*Supplied text*:
▶
Yet, I can call these 4 months the best I have ever had in way too long a time, despite all the hardships and breaking down. I have not felt so alive and real in years. So I haven't given up, not yet. I think the last few days of the semester were bad, it did reach the crazy level I was waiting the whole semester for. I did win eventually. It makes me wonder how often hard work is correlated with winning. I absolutely believe in it, but I wish people addressed how stressful grad school really is, more openly . Anyway, I think I still cannot dismiss the majority of the feelings felt, which is grateful.

There are so many days when I wished I had never gone to work, that I had applied right at the beginning and lived what I am living now. But I guess that's not how it works. I am sure I would have taken it for granted, just having gotten out of college, with rose colored glasses, not really knowing how life looks like otherwise.
◀
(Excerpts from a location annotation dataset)
▶
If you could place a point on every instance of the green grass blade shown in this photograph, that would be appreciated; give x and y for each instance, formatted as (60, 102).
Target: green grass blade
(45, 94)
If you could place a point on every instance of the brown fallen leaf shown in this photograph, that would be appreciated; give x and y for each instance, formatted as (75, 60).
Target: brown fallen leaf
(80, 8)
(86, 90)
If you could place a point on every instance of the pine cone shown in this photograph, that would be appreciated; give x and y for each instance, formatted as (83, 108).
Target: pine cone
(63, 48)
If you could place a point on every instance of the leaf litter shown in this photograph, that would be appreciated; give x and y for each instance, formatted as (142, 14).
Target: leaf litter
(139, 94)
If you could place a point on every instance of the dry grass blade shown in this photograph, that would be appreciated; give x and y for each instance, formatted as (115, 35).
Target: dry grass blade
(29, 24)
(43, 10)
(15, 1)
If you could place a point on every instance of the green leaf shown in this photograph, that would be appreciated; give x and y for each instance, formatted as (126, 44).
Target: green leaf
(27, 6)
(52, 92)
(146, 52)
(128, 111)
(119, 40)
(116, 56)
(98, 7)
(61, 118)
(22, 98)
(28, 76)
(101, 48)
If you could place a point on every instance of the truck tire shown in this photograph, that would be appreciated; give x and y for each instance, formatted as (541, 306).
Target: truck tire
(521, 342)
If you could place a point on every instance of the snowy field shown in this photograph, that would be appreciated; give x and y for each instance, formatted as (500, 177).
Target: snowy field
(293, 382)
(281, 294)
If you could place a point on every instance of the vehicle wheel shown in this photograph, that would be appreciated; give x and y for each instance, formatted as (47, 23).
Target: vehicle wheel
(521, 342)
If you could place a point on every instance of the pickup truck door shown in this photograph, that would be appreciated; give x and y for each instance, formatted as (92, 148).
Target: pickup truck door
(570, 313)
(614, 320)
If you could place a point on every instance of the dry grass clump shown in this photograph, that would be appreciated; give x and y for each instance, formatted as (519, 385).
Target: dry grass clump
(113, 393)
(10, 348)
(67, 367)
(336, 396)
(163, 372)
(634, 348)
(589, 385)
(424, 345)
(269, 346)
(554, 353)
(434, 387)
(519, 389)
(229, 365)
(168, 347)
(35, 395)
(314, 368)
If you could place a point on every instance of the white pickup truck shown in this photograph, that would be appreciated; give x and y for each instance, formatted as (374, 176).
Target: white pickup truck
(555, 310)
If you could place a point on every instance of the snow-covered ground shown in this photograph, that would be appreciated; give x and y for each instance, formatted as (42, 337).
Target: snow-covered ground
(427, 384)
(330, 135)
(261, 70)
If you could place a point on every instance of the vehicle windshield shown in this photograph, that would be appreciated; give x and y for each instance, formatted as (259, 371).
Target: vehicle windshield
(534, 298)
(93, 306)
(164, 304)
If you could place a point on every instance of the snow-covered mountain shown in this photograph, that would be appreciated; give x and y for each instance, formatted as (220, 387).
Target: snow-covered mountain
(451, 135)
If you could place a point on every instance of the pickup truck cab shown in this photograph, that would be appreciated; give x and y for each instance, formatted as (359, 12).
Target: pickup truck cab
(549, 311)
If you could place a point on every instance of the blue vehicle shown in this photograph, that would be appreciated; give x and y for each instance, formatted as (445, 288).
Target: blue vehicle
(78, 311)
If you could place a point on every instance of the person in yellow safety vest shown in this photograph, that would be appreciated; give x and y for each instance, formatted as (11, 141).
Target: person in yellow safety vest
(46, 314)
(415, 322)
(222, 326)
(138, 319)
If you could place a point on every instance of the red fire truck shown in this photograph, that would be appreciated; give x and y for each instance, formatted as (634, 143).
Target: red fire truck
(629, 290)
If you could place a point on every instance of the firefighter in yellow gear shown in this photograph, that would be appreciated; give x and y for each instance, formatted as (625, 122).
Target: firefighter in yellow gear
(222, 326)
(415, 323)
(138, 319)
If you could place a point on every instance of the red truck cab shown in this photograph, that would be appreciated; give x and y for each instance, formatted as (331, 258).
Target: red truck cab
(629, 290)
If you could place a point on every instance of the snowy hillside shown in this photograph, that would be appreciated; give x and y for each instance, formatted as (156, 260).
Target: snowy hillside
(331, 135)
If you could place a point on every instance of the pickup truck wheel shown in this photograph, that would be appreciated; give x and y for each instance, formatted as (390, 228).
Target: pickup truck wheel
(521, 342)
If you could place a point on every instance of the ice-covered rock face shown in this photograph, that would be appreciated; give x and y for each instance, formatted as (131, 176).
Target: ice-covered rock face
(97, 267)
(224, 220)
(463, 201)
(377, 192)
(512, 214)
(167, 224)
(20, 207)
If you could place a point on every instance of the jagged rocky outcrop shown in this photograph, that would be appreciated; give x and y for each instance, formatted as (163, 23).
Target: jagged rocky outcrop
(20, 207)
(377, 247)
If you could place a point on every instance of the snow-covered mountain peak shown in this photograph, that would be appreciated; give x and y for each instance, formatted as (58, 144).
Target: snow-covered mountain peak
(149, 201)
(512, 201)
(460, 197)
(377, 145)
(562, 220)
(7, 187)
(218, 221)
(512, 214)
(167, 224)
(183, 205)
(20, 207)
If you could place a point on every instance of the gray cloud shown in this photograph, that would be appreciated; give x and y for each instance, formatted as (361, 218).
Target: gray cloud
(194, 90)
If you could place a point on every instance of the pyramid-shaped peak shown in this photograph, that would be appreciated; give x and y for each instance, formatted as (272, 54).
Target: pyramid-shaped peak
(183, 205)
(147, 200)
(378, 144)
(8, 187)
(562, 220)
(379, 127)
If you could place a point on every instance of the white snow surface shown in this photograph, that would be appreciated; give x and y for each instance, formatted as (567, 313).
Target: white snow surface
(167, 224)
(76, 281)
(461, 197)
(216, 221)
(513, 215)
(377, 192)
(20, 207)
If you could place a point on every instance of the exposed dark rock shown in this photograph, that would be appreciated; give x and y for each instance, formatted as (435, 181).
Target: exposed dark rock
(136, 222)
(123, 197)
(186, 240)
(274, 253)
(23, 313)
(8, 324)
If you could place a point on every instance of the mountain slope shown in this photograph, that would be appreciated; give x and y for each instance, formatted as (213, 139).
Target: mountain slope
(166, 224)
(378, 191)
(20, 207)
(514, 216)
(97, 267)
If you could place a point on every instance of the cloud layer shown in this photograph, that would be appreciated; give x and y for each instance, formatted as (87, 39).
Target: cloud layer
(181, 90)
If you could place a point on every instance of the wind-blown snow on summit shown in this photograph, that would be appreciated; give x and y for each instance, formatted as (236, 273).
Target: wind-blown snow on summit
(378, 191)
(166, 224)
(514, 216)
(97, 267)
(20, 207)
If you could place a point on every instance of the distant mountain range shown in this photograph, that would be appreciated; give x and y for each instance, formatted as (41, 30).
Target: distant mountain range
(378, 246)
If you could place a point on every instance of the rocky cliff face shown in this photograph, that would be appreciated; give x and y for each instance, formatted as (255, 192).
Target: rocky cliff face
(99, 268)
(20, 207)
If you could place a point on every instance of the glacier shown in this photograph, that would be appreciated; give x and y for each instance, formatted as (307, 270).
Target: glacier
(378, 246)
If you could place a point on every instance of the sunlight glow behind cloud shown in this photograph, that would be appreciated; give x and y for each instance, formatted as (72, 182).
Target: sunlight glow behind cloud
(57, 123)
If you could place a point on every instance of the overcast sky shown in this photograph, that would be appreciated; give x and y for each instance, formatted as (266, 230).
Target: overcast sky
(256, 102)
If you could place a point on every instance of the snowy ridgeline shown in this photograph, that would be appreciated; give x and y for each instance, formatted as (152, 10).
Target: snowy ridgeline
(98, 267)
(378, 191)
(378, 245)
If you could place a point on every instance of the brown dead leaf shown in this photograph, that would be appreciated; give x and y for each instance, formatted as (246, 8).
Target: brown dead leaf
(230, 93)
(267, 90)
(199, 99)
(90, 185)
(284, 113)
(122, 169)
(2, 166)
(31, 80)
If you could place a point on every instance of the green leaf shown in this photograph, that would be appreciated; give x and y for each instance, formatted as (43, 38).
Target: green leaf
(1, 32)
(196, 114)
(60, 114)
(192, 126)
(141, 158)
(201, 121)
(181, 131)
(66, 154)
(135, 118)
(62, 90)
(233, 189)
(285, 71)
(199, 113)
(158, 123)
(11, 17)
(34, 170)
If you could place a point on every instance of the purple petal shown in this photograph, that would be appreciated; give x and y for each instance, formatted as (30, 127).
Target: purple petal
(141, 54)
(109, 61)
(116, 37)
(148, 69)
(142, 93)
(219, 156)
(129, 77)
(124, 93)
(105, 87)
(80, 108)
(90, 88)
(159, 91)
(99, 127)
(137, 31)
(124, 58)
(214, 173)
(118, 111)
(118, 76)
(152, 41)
◀
*Actions to take*:
[a] Reproduce the passage on grad school word for word, beginning at the words "Yet, I can call" and stopping after "which is grateful.".
[b] Locate each line of the records that contains the string "dark", and copy every such line.

*Solutions to each task*:
[a]
Yet, I can call these 4 months the best I have ever had in way too long a time, despite all the hardships and breaking down. I have not felt so alive and real in years. So I haven't given up, not yet. I think the last few days of the semester were bad, it did reach the crazy level I was waiting the whole semester for. I did win eventually. It makes me wonder how often hard work is correlated with winning. I absolutely believe in it, but I wish people addressed how stressful grad school really is, more openly . Anyway, I think I still cannot dismiss the majority of the feelings felt, which is grateful.

[b]
If you could place a point on every instance of the exposed dark rock shown in this photograph, that would be appreciated; give x and y for each instance, formatted as (435, 181).
Target: exposed dark rock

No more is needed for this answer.